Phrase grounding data

+ + + + +

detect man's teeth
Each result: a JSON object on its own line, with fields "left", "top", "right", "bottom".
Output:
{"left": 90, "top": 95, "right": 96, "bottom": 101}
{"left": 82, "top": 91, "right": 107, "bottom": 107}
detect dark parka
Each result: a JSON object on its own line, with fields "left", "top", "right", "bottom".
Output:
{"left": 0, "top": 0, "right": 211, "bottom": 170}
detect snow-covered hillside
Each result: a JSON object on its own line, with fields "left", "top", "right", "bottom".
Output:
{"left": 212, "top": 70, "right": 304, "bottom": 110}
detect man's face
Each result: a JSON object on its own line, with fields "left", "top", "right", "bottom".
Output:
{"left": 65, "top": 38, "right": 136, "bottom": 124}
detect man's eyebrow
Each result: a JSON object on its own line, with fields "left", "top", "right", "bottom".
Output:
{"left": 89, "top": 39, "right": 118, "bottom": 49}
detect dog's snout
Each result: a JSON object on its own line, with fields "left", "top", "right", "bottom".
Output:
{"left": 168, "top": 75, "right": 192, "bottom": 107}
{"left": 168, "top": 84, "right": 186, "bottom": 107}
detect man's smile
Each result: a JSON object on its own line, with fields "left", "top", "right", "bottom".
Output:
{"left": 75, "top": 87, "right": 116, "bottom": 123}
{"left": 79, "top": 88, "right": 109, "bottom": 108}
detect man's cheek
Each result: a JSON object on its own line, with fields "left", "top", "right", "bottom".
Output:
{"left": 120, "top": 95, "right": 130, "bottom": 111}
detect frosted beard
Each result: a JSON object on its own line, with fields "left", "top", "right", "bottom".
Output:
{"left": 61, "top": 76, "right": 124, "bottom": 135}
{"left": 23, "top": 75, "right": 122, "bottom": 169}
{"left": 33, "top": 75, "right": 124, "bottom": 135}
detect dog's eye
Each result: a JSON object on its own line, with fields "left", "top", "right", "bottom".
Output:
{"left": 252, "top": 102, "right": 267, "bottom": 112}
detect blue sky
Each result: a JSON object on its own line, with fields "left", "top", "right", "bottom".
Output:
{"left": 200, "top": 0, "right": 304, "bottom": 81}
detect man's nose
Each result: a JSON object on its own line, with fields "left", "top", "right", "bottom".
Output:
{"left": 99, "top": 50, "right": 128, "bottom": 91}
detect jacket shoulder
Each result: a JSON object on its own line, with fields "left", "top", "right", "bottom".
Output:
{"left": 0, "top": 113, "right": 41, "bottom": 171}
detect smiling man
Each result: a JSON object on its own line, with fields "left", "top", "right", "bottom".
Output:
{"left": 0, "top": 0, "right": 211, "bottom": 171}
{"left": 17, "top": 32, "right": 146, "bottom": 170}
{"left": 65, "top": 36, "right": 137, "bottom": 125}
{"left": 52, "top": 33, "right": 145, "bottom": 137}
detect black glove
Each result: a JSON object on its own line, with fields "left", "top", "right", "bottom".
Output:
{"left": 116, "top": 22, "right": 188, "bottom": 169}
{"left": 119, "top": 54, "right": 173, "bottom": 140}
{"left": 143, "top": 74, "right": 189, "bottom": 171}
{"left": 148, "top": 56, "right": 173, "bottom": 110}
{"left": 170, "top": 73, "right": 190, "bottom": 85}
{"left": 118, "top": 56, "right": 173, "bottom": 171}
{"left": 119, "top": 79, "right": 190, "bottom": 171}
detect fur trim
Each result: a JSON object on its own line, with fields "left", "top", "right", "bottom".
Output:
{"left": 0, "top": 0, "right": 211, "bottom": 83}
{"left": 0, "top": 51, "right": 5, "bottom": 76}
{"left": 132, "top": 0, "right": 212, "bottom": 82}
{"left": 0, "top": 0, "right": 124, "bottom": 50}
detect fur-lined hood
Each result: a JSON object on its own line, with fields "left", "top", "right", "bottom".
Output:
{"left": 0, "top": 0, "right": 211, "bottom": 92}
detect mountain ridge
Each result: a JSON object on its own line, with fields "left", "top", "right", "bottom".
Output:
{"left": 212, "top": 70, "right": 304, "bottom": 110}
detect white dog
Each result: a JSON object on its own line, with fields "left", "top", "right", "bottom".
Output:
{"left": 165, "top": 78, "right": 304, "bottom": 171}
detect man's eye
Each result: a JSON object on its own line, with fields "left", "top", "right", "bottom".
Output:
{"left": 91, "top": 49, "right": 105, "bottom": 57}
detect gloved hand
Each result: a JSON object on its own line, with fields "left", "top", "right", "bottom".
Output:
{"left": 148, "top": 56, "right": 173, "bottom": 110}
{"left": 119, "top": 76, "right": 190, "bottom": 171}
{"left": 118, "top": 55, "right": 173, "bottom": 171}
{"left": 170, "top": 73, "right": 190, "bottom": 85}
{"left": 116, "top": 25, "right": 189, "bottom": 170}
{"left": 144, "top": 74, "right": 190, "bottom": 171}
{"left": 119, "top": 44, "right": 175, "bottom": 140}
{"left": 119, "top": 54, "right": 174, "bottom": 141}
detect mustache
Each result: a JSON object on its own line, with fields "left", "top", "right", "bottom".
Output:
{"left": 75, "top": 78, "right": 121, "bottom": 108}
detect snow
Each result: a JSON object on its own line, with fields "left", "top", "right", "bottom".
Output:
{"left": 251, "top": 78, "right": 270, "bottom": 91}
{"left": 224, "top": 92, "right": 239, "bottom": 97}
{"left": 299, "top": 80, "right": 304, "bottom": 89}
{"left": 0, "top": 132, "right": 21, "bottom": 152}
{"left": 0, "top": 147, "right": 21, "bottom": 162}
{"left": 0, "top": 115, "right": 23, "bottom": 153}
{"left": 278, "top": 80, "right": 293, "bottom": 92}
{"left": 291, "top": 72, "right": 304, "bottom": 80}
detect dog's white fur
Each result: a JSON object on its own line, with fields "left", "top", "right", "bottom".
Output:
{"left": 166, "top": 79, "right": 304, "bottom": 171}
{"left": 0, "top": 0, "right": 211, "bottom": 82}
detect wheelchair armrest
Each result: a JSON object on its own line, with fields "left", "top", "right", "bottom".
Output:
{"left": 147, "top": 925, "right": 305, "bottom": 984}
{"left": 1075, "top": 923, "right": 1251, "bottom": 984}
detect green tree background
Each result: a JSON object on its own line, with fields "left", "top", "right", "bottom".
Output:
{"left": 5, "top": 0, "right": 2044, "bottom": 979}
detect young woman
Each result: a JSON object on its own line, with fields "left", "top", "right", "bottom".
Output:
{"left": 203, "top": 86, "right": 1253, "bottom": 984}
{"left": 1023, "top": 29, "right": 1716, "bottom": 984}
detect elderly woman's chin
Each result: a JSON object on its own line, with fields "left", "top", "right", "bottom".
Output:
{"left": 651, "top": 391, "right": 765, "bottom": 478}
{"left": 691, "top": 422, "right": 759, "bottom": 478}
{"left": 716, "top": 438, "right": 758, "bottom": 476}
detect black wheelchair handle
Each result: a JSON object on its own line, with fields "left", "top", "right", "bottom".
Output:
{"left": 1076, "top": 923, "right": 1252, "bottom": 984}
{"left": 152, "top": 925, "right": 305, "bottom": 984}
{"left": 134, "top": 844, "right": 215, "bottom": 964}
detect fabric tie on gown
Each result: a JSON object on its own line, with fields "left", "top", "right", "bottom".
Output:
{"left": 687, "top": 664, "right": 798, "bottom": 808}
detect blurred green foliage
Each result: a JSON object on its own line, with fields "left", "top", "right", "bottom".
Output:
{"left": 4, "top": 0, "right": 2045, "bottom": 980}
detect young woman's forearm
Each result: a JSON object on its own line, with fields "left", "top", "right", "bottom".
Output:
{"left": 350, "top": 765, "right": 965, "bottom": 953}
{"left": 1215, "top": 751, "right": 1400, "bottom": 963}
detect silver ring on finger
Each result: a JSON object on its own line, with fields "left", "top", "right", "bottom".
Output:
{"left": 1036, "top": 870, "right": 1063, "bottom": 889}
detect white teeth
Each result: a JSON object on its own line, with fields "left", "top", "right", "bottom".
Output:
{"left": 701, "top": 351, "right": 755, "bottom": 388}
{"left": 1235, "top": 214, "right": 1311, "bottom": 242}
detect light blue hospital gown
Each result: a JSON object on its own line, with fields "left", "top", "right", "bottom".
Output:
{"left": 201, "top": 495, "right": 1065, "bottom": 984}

+ + + + +

— What you will do —
Could you transcribe the entries above word for word, from the line with "detect man's nose" down to the line with "detect smiling man", keeping both?

— Result of this exercise —
detect man's nose
Each result: a JSON object on its own line, with fields "left", "top", "right", "bottom".
Output:
{"left": 99, "top": 50, "right": 128, "bottom": 91}
detect jacket shoulder
Each result: a JSON object on its own line, with fields "left", "top", "right", "bottom".
Output:
{"left": 0, "top": 113, "right": 41, "bottom": 171}
detect smiling man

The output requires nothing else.